It’s the first week of the new year and most of us are feeling optimistic about our bright prospects ahead in love and life for the year. Whether or not you have made new year’s resolutions, this is the time when inspiration, confidence and motivation are at their peak.
What happens when you hit an unexpected setback or delay and begin to lose momentum on your quest to find great love (or to accomplish another important life goal)? This article offers helpful tips and steps to support you to navigate challenge so you can remain empowered and on a trajectory toward the fulfillment of a luscious love and a luscious life!
Gratitude, schmatitude…Have you ever had something happen that caused you so much upset, frustration or disappointment that you felt like, “Bah humbug, why the hell do I have to be the most grateful person in the room? I don’t want to be grateful. I’m so irritated, upset, sad, angry or hurt about whatever just happened, I want to curl up into a ball and hide in my cave, under my covers for the next week!” I certainly have felt that way at times.

● RECORDED INFORMATION
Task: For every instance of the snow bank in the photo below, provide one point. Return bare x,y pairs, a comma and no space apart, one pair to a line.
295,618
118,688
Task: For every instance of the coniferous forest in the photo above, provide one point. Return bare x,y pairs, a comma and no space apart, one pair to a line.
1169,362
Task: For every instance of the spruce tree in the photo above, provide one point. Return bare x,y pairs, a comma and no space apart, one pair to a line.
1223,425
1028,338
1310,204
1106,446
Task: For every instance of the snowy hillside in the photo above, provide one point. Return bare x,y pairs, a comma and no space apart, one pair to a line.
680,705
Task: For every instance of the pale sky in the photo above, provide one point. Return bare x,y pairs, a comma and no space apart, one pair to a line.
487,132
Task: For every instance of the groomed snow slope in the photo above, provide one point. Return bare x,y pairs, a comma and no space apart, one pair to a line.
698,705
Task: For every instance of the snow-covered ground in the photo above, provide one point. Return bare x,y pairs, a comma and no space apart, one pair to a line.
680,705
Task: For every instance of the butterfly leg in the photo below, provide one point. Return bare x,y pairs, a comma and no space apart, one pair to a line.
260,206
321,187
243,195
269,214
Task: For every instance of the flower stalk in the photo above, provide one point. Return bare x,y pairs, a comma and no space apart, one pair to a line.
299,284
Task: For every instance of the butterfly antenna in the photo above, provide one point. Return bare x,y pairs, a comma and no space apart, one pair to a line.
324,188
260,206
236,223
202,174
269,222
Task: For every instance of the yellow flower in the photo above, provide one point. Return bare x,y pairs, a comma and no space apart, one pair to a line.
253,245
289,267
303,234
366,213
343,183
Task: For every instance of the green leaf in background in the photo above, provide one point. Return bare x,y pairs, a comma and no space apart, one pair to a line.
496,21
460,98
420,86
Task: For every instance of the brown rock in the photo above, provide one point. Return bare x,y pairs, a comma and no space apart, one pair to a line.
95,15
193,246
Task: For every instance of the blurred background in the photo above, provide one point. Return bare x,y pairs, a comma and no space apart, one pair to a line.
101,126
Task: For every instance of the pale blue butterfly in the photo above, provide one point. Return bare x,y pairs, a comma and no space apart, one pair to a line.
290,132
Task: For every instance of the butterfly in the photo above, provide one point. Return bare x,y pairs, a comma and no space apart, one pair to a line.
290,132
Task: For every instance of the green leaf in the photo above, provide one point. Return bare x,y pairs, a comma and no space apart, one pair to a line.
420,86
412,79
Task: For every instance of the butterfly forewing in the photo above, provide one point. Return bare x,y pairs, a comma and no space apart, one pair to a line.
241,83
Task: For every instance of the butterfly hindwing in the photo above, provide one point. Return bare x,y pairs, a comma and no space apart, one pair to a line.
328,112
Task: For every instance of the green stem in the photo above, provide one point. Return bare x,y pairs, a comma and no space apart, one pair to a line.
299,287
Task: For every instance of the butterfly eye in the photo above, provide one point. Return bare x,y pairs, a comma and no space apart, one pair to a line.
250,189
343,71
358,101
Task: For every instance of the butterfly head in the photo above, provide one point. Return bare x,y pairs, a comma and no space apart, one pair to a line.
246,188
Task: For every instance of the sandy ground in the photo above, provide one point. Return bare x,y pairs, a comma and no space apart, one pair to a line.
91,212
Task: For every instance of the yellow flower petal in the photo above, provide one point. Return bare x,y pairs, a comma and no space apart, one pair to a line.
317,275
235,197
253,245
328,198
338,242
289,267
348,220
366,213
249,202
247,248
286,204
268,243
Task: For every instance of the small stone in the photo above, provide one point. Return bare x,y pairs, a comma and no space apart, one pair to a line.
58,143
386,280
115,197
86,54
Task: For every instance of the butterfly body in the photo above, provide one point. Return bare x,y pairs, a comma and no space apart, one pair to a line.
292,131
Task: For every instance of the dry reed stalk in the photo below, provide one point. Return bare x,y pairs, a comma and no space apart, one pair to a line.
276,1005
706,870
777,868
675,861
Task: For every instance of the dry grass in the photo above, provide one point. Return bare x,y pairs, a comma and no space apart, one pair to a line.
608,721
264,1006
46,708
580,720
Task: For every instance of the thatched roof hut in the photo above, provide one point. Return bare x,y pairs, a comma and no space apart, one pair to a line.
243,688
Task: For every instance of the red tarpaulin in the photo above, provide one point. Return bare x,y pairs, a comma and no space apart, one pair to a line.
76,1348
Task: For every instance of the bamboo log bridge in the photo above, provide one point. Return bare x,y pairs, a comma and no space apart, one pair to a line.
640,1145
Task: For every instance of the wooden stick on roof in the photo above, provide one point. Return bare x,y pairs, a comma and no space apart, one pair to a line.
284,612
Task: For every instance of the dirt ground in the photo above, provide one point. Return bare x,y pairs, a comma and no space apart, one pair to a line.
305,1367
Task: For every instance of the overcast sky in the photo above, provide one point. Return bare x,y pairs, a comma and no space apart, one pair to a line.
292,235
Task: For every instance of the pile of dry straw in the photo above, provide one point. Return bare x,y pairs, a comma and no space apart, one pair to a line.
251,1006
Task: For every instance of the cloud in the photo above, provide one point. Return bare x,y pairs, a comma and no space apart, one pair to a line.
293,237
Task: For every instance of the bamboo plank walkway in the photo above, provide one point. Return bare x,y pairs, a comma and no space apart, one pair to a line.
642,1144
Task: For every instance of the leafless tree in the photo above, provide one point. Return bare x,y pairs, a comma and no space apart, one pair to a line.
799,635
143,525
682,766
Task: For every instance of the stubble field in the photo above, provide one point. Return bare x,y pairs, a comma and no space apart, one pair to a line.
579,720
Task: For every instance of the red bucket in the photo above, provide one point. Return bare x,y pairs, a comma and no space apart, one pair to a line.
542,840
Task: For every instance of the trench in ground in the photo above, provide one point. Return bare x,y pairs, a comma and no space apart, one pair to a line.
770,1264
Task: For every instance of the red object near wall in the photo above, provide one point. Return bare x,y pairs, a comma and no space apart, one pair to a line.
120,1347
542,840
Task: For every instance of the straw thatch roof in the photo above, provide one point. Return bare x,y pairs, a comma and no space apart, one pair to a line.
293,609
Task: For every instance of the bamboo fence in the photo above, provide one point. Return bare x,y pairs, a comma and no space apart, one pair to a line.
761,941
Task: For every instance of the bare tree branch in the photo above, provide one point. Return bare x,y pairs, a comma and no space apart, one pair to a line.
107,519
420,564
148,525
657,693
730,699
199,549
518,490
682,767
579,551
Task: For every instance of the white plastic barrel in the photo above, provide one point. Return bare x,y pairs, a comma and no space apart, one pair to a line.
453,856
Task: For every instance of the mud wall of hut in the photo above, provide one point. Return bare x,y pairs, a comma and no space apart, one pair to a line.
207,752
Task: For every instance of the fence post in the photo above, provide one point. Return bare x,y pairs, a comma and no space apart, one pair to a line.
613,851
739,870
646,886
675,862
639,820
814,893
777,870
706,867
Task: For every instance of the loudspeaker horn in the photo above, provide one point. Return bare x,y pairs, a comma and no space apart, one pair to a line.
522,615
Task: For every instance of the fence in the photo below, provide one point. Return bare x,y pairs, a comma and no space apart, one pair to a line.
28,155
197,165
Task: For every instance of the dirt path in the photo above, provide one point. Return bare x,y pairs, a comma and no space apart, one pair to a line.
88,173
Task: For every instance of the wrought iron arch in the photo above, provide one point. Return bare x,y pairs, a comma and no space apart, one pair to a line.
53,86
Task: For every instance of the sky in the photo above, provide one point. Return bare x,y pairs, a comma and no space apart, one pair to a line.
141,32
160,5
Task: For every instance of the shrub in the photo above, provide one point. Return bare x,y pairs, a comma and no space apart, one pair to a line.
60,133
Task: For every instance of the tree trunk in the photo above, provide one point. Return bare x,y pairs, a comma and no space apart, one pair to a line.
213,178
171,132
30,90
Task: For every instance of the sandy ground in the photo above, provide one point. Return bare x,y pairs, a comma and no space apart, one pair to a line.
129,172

● DIRECTIVES
A. Reproduce the part of the article on staying motivated in love starting at "Gratitude, schmatitude…Have you" and ending at "way at times.".
B. Carry on the article on staying motivated in love from the point after its last sentence.

● ANSWERS BY TASK
A.
Gratitude, schmatitude…Have you ever had something happen that caused you so much upset, frustration or disappointment that you felt like, “Bah humbug, why the hell do I have to be the most grateful person in the room? I don’t want to be grateful. I’m so irritated, upset, sad, angry or hurt about whatever just happened, I want to curl up into a ball and hide in my cave, under my covers for the next week!” I certainly have felt that way at times.

B.
And we may have well-meaning friends who are giving advice such as, “Everything happens for a reason” or “Time heals all wounds” but you’re just not ready to be that evolved. And then you get onto social media and get more irritated by all of the platitudes circulating around the internet about gratitude. Stock photo images of a pair of hands making the shape of a heart, with sayings like “Gratitude is the best attitude”, “Keep calm and have an attitude of gratitude”, “Gratitude changes everything.” But you are just not feeling it that day.
When we have a reaction to a situation that causes strong feelings, it can sometimes feel that gratitude is so out of reach, like it is not even possible to access gratitude. And who wants to be a phony Pollyanna pretending to be cheerful and optimistic when that is just not authentically how you’re feeling?
There are many ways to cope with obstacles, setbacks and delays. You could do far worse than choosing to relate to your issues from a place of gratitude and curiosity.
But how do you come from that place when you’re in the middle of a devastating breakup, or a major disappointment with someone you’re dating, or an epic fail at work, or an ill family member or death in the family? How can you access gratitude when it feels like you are destined to be stuck wallowing in your misery forever? How do you climb out of that and move towards hope, healing, wholeness and feeling inspired by your precious life?
What I suggest is there are several important steps to not skip over on the path to gratitude.
STEP 1: FEELINGS, WOAH WOAH WOAH, FEELINGS
Cheesy 70’s song aside, the first step is to feel the feelings you are feeling. It’s fine if you want to do this while eating a pint of Ben & Jerry’s ice cream in pajamas and fuzzy slippers. But don’t skip over those feelings!
Honor your feelings. Witness them and name them. Get really clear on what the feelings are. Get beyond “I’m so sad” or “I’m so mad” to specifically name the feelings and any meaning you are making about the situation.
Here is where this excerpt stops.